** Opening SOURCE DATA block **

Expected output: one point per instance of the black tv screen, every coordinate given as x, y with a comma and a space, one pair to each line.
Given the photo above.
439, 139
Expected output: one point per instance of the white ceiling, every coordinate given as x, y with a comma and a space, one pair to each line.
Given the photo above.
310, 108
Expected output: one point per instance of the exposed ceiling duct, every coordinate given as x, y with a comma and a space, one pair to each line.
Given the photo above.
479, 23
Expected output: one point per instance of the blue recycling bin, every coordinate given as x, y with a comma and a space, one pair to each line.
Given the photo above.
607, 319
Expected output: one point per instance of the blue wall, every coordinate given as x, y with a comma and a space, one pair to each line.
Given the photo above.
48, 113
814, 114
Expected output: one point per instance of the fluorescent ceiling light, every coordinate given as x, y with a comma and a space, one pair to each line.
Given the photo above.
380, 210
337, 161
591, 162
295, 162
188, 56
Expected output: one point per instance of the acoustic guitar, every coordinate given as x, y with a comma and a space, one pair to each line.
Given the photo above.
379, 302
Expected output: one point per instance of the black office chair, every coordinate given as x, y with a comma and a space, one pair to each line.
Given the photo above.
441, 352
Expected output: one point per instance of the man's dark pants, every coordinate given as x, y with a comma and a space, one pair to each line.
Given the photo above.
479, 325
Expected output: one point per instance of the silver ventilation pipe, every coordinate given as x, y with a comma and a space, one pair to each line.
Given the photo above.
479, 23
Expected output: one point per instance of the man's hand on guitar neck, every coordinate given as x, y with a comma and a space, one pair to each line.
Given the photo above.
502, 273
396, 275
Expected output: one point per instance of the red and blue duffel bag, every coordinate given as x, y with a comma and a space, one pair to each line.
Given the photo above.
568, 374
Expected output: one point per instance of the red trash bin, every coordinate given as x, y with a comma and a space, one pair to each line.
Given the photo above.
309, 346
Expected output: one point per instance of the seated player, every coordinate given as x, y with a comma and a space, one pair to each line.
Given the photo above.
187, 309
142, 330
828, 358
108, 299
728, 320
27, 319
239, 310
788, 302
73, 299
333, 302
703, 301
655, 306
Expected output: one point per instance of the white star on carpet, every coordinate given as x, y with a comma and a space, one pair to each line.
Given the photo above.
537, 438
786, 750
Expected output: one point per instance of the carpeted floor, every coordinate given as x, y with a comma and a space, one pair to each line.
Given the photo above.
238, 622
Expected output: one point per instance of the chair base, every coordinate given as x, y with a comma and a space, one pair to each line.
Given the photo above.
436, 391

** Closing SOURCE DATA block **

YOUR OBJECTIVE: Within the listing above, work out how many lines hold "white", and answer with that number only.

ANSWER: 2